▶ **Task requirements**
A. Duplicate the passage about preaching in a time of crisis between "As soon as we" and "make them multiply.", inclusive.
B. Answer these questions from the passage about preaching in a time of crisis:
(i) What product does the passage say people will want to know who bought up at the local store?
(ii) What exceptionalism does the passage say we might have a chance to knock down?
(iii) What does the passage say preachers were called to do?
C. Carry the passage about preaching in a time of crisis further, beginning after its final sentence.

▶ **Document passage**
****

As soon as we bury our dead our norms will rise again, dragging us into fights about which politicians to blame, who will have to pay to make up for all the lost capital, and finding out who bought up all the Purell at the local store.

When all is said and done, this crisis might assist in eradicating poisonous theologies about prosperity and success. Or it could make them multiply.

We might have a chance to knock down our bigoted theologies of American (or Western) exceptionalism, too. Or we could see them reinforced.

All of that remains to be seen. All I know is, we will need preachers who can help us see, in any season, where the works of God are being made manifest. That starts now, as we devise new and creative ways to demonstrate love and compassion in public, alongside the old ways.

You were called for this: to bear witness to our experience of the works of God in times like these. Please don’t stop. And thank you for doing so, especially now.

****

▶ **Information shown**
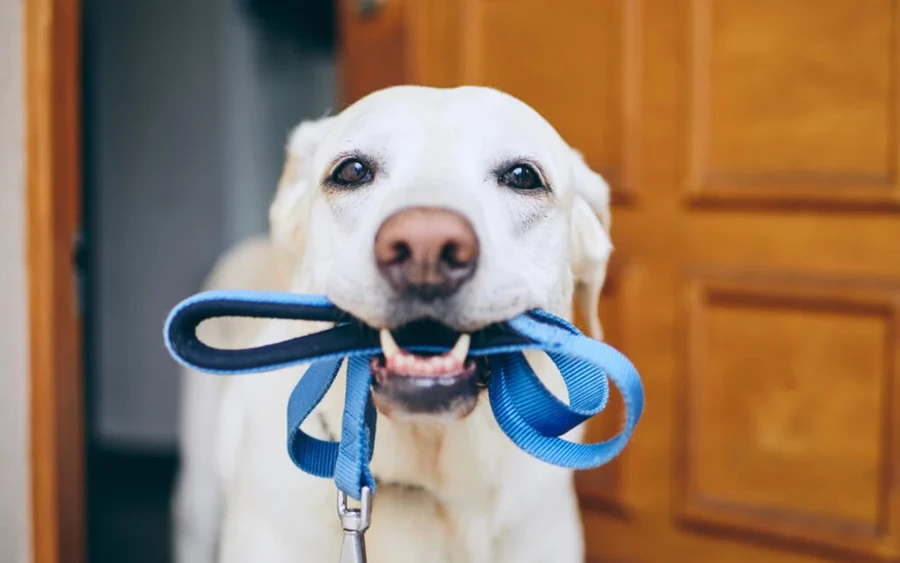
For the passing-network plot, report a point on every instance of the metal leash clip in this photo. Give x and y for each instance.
(355, 522)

****

▶ **Answers below**
A.
As soon as we bury our dead our norms will rise again, dragging us into fights about which politicians to blame, who will have to pay to make up for all the lost capital, and finding out who bought up all the Purell at the local store.

When all is said and done, this crisis might assist in eradicating poisonous theologies about prosperity and success. Or it could make them multiply.

B.
(i) Purell.
(ii) American (or Western) exceptionalism.
(iii) To bear witness to our experience of the works of God in times like these.

C.
  1. On the Sermon Brainwave podcast for Lent 4A (March 22, 2020), Joy, Karoline, Rolf, and I have what I think is a valuable conversation about what Jesus means by “God’s works” in the John 9 context and how preachers can work with this story without exploiting the man or his blindness. We recorded that podcast long before we knew how chaotic and scary the week of Lent 4 might look like for most of us who are reading this column.
  2. Rodney Stark, The Rise of Christianity: A Sociologist Reconsiders History (Princeton University Press, 1996), 73–94.